Copy out the Hublot watch thread starting with "Very nice watch, it" and going on through "wears so elegant.", and swap "BMW" for "Mercedes" wherever it occurs.

TEXT SHOWN:
________________________
# First Hublot purchase 42mm Classic Fusion Blue "Sunburst" dial



## Drksaint

I was close to purchasing an Audemars but I always liked the Classic Fusion. Once I tried on the blue Fusion, I couldn't justify spending the extra $10k for the Audemars. I absolutely love this watch. The look and feel is fantastic. Exactly what I was looking for. And yes my jeweler is an authorized Hublot dealer


----------



## lgh0525

Very nice watch, it looks great with that BMW sign in the background. I don't think I can pull a Hublot off and I've always been put off by them, but in seeing these pictures, I might need to reconsider


----------



## Drksaint

I felt the same way about the Hublot brand but the 42mm Classic Fusion wears so elegant.
________________________
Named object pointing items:
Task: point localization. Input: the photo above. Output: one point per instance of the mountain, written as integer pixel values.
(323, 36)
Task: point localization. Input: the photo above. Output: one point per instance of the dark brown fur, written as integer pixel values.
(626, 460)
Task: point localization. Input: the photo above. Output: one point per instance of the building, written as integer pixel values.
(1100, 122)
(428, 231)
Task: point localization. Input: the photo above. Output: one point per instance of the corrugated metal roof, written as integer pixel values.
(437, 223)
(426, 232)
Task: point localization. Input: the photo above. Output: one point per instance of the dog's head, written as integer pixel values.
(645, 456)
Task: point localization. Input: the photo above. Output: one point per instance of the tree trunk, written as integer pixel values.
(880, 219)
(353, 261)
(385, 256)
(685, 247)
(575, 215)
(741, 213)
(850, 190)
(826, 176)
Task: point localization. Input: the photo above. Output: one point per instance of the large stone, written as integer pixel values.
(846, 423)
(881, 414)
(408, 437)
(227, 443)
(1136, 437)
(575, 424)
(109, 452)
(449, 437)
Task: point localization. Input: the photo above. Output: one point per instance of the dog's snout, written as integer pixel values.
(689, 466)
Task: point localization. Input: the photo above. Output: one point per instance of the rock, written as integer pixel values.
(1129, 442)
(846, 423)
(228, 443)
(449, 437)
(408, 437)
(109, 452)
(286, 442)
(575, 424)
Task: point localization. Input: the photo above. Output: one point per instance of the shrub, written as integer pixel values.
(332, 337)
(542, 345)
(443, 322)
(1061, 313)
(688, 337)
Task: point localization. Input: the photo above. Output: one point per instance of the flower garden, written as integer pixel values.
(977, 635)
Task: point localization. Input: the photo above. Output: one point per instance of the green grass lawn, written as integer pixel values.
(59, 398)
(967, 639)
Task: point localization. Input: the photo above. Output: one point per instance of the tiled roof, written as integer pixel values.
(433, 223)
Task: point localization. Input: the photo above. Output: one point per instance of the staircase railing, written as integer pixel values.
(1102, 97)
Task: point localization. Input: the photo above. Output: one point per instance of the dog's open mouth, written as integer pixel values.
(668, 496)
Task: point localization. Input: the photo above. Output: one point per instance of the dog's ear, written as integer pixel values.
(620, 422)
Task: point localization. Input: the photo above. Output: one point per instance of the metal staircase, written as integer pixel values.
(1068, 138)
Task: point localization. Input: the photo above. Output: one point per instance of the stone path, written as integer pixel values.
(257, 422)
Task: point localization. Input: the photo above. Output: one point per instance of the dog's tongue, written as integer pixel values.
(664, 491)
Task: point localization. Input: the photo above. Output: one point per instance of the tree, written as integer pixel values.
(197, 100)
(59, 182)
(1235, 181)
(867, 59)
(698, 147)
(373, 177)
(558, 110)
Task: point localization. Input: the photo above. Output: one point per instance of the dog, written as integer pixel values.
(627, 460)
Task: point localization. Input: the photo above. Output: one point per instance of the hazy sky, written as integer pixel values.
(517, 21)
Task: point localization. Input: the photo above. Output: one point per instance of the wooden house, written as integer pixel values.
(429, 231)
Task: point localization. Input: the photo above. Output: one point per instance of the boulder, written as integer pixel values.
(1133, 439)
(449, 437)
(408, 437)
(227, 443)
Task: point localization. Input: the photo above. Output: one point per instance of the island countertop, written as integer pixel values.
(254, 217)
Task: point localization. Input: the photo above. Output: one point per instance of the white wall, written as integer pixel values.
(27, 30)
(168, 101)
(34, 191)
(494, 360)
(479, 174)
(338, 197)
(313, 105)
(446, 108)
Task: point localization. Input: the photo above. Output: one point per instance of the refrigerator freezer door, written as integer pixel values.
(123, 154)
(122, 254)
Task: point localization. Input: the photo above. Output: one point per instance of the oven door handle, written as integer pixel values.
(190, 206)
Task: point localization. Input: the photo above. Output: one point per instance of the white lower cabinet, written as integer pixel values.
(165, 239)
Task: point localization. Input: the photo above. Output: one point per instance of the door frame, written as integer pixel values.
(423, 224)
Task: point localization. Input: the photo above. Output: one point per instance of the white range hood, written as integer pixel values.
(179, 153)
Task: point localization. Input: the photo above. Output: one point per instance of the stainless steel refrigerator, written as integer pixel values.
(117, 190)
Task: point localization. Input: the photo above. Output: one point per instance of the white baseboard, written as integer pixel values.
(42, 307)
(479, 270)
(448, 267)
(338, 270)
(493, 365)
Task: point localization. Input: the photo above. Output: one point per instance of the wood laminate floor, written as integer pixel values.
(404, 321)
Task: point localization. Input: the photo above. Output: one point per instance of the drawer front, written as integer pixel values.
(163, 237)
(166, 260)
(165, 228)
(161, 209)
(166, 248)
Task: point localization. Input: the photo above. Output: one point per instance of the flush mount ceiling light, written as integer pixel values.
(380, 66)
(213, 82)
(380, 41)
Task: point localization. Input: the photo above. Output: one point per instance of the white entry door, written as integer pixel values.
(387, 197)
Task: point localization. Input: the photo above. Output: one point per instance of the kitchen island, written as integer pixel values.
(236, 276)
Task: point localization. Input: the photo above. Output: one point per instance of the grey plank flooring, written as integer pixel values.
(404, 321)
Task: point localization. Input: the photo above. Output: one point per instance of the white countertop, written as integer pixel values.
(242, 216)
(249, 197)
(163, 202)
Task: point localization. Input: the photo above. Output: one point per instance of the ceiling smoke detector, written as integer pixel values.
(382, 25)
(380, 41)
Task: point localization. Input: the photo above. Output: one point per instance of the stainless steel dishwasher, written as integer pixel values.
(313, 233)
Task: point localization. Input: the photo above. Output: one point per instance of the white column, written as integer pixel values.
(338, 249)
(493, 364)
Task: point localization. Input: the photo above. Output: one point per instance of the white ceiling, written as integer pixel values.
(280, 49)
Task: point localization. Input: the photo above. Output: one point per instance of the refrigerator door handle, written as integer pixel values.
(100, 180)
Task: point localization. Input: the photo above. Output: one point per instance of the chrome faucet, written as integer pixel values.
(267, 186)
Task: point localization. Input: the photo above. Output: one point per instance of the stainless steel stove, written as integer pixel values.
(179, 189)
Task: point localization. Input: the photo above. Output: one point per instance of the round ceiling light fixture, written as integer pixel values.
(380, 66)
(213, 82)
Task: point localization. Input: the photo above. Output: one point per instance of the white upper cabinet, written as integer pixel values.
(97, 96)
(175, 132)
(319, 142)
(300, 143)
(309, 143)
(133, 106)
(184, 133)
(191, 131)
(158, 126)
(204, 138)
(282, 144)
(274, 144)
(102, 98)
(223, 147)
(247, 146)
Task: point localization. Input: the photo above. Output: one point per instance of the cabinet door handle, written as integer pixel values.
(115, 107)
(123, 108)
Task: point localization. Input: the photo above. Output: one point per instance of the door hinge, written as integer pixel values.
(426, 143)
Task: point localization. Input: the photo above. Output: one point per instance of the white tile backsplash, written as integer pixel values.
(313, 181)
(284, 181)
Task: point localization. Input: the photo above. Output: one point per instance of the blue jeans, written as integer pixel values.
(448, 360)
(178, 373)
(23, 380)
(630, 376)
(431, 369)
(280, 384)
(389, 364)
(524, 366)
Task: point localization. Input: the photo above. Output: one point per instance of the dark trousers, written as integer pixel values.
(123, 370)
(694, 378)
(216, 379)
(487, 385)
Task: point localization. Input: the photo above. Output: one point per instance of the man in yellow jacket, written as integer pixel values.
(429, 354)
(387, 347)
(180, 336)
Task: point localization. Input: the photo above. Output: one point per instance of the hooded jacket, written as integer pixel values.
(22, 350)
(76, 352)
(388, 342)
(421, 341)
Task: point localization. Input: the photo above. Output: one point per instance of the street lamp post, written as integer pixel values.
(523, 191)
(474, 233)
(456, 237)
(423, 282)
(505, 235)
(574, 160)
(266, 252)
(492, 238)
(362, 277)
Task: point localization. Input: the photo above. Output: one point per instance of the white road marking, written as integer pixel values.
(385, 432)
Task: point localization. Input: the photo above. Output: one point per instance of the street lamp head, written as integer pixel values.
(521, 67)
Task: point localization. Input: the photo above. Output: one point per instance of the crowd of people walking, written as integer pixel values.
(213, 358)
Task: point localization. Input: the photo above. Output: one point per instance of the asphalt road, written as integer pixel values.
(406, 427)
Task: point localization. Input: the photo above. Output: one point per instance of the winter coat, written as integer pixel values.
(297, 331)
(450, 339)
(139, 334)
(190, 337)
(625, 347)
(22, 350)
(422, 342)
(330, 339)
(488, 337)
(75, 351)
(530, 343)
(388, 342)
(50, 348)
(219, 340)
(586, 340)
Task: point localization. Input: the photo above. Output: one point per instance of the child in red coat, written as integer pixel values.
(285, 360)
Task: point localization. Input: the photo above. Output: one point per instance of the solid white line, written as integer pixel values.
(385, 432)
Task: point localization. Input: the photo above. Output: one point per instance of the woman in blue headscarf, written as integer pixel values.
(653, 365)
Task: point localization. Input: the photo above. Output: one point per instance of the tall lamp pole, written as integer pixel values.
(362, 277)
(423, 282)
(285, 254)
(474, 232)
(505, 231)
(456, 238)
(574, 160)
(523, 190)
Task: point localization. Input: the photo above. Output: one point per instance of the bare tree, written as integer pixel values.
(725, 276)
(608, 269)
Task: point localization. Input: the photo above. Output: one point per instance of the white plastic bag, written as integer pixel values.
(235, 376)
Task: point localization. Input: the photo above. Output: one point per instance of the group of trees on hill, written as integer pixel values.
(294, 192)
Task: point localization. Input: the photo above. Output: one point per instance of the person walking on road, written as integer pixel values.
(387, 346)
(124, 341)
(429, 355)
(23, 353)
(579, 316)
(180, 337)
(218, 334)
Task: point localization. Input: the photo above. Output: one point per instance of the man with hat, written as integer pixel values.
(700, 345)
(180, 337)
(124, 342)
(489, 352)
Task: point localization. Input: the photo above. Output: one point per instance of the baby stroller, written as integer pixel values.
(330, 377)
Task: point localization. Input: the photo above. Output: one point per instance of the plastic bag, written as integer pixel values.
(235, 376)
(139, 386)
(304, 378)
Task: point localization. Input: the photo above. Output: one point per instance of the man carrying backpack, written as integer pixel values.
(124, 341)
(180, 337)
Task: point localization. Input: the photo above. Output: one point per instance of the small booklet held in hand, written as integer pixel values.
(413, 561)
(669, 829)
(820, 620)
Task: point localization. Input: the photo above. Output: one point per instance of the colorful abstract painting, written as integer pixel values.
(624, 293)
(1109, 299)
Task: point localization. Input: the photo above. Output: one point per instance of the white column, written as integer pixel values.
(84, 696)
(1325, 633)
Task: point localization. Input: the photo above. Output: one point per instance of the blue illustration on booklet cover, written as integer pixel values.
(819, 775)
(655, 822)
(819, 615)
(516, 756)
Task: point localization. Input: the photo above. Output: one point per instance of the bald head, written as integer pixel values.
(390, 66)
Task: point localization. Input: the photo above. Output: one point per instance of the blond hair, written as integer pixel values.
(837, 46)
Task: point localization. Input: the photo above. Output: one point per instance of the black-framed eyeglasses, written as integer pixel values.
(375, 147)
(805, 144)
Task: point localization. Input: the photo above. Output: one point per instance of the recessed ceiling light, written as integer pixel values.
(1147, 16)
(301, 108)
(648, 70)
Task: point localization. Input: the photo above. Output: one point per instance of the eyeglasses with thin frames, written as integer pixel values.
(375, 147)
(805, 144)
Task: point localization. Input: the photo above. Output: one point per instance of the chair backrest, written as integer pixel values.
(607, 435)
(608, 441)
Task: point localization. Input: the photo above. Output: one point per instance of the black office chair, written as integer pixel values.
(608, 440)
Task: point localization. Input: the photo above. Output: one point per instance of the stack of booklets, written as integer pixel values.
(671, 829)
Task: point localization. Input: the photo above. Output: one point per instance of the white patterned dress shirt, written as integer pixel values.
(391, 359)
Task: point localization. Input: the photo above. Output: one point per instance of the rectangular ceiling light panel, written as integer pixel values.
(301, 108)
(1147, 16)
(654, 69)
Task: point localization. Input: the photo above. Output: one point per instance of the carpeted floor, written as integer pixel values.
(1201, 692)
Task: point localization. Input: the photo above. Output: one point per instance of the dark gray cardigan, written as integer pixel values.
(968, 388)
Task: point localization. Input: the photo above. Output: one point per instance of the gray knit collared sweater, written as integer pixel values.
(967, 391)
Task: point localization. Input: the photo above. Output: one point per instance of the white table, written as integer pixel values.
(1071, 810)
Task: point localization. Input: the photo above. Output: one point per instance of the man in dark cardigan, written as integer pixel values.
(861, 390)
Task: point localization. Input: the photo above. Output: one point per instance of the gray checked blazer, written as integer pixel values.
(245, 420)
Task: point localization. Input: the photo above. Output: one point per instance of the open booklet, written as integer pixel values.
________________________
RESULT FOR THIS TASK:
Very nice watch, it looks great with that Mercedes sign in the background. I don't think I can pull a Hublot off and I've always been put off by them, but in seeing these pictures, I might need to reconsider


----------



## Drksaint

I felt the same way about the Hublot brand but the 42mm Classic Fusion wears so elegant.